> _What you need to do_
Return the whole of the data exactly.

____________________

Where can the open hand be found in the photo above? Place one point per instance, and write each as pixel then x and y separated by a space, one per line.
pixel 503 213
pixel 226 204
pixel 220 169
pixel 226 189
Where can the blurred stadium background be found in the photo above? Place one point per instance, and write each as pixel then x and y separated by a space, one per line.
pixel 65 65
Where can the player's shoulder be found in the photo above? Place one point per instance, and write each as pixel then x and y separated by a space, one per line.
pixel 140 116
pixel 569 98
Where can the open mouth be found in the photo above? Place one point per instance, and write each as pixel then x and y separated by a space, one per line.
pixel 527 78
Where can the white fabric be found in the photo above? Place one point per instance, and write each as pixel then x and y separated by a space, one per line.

____________________

> _Response area_
Where can the open hand be found in the photo above? Place one point per instance, and write each as pixel then x and y separated by a space, one per line.
pixel 503 213
pixel 226 204
pixel 220 169
pixel 226 189
Where can the blurred stadium background be found in the photo above? Place one point per instance, and write each as pixel then x and y separated by a space, one per line.
pixel 65 65
Where can the player's shoulder be found in the photo above? Place one point per instance, and write each as pixel then x and y separated by a space, one per line.
pixel 140 116
pixel 569 98
Where can the open mouth be found in the photo above? Place one point per instance, and write each as pixel then x and y separated by a space, one per line.
pixel 527 78
Where can the white fabric be found in the photo above? Place one point per instance, and write each as pixel then x and y separated by a space, one per line.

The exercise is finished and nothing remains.